Aim:
Write out every one of the rows below, line for line, with no changes.

[START OF Data supplied]

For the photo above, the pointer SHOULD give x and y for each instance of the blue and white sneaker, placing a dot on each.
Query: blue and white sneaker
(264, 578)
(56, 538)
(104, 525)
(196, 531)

[END OF Data supplied]

Final result:
For the photo above, the pointer SHOULD give x and y for each instance of the blue and white sneaker, placing a dot on each.
Query: blue and white sneaker
(264, 578)
(56, 538)
(104, 525)
(196, 531)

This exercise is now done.